■ **Problem**:
Please update everything from the start of the rows down to the line containing "[[484, 263]]" by swapping "marker" for "point", and return only those lines with nothing else changed.
----
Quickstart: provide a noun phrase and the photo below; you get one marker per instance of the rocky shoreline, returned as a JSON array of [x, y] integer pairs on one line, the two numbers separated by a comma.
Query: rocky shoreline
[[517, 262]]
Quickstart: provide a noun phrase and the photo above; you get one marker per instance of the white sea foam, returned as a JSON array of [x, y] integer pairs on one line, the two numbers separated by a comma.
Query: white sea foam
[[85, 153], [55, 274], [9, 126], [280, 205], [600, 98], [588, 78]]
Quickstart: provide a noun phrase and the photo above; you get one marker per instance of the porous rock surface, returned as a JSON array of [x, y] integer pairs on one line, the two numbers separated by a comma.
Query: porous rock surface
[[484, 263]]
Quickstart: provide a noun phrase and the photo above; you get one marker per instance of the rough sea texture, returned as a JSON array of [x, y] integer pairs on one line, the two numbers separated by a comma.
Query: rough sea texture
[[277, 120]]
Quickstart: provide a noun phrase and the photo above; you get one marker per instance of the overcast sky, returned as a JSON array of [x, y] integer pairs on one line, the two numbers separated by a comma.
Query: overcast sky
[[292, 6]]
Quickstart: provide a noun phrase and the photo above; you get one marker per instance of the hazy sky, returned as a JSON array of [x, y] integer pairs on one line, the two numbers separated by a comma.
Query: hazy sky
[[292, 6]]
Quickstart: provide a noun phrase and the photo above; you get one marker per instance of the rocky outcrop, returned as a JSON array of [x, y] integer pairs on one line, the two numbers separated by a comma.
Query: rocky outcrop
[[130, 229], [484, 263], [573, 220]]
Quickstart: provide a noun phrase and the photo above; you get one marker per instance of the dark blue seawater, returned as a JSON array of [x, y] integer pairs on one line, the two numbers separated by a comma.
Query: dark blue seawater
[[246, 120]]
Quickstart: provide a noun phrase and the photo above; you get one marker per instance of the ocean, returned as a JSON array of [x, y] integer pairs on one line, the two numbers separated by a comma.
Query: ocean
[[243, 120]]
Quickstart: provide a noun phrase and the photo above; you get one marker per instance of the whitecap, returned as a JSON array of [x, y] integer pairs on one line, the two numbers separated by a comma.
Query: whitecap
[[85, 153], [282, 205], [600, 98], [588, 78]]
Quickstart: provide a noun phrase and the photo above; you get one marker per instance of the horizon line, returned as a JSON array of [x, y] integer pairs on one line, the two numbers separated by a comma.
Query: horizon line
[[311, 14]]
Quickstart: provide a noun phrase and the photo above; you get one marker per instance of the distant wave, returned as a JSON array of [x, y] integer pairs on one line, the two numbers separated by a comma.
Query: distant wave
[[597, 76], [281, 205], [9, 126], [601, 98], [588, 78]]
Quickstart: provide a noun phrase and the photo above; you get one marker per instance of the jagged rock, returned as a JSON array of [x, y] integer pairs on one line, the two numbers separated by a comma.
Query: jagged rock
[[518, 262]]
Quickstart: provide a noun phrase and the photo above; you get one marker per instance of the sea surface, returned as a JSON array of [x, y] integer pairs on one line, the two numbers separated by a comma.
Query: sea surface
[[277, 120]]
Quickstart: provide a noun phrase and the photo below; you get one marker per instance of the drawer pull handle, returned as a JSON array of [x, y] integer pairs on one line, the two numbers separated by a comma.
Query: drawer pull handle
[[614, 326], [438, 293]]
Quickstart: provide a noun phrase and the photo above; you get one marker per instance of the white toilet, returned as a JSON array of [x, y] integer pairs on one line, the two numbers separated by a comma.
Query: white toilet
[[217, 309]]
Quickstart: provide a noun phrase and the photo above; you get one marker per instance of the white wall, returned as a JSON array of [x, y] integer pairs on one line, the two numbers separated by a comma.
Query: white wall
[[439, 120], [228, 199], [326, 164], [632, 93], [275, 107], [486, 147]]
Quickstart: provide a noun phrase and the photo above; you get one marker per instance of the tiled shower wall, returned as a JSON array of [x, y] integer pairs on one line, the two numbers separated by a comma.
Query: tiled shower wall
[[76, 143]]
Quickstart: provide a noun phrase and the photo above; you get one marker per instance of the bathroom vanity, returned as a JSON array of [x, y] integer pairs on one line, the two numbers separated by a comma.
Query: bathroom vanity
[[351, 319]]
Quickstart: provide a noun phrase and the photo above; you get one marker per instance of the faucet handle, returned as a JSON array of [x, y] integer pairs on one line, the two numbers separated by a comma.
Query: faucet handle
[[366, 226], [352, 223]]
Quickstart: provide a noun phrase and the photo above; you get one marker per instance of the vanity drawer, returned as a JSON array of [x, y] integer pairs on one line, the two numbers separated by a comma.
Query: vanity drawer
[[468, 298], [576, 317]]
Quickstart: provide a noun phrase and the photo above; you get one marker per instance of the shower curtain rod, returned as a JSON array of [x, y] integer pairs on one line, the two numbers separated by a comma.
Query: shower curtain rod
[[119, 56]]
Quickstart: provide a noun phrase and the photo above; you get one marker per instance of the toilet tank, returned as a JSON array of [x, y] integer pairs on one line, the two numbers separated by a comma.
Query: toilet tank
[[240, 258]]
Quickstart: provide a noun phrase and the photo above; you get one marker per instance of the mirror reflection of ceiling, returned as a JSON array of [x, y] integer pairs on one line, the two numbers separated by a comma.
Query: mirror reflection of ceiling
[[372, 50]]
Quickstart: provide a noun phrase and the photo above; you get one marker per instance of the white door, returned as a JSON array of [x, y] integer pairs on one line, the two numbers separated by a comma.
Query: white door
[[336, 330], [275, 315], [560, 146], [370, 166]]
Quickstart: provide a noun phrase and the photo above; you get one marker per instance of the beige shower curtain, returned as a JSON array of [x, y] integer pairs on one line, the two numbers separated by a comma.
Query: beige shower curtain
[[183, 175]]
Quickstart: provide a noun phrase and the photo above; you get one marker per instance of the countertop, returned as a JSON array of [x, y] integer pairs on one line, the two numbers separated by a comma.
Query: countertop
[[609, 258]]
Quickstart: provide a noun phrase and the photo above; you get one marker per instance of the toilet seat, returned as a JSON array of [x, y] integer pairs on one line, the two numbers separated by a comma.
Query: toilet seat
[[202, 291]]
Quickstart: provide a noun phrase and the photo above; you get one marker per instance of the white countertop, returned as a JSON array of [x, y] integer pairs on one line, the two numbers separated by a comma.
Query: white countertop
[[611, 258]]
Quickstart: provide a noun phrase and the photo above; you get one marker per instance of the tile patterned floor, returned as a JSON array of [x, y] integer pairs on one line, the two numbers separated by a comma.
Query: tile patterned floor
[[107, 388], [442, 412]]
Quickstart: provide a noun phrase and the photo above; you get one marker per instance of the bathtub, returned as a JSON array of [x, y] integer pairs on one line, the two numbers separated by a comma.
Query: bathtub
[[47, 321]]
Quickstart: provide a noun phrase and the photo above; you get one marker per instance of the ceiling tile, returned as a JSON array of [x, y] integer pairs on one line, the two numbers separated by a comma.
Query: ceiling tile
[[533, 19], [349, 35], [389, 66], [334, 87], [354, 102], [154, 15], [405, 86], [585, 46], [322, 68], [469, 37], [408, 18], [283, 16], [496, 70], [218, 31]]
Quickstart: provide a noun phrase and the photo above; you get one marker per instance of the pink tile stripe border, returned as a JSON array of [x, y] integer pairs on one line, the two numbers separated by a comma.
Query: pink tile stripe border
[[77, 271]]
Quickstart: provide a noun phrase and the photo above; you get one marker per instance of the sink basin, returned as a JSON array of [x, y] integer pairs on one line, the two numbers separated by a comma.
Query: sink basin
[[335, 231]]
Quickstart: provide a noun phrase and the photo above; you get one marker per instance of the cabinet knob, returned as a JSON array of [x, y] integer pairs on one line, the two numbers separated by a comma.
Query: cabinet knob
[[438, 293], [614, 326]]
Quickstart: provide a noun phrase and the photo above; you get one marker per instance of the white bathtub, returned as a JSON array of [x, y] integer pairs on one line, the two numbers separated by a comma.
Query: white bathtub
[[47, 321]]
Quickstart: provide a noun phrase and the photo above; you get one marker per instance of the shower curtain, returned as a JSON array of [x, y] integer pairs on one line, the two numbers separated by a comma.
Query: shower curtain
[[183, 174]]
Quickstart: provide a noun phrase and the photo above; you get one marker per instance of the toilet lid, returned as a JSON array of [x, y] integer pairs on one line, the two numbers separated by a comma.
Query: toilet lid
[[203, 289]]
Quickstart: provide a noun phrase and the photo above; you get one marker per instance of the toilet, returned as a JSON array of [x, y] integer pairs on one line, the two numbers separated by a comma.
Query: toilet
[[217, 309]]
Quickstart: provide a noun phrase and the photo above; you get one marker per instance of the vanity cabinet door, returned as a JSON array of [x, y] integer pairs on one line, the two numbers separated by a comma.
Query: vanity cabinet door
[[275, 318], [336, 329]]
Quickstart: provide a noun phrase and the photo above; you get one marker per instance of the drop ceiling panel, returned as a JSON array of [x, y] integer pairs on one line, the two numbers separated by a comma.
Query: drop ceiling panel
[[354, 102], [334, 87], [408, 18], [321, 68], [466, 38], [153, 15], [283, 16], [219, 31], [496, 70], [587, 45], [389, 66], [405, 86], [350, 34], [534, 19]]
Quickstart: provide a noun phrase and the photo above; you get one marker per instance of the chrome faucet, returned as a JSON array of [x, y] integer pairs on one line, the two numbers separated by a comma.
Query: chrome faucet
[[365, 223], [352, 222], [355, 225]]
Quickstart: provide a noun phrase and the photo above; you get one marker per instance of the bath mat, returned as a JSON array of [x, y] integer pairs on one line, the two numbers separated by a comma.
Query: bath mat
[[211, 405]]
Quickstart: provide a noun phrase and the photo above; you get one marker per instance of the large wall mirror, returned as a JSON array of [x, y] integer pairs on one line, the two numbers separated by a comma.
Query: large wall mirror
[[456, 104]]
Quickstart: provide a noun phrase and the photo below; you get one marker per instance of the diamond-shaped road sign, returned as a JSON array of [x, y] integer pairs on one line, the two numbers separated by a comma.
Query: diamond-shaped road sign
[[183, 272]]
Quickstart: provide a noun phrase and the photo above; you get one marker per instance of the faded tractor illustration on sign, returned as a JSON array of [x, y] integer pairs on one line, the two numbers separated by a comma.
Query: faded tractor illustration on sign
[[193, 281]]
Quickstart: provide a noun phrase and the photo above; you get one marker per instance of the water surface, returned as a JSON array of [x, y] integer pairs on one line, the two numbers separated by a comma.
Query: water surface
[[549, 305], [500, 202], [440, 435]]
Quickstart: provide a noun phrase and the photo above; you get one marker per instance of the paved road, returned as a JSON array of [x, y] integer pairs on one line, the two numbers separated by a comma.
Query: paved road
----
■ **Exercise solution**:
Quickstart: provide a noun phrase and the photo below; you get one point per instance of the rocky shoreline, returned as a JSON array of [x, y] integer pairs on one line, the two numbers separated by a comma.
Query: rocky shoreline
[[517, 262]]
Quickstart: provide a noun phrase and the photo above; you get one point per instance of the white sea foam, returned as a JSON array of [x, y] integer pairs on one line, the two numbers separated by a comma.
Query: white sea foam
[[85, 153], [55, 274], [9, 126], [280, 205], [600, 98], [588, 78]]
Quickstart: provide a noun phrase and the photo above; you get one point per instance of the porous rock surface, returned as a JSON array of [x, y] integer pairs on one line, the two numbers separated by a comma.
Query: porous rock surface
[[484, 263]]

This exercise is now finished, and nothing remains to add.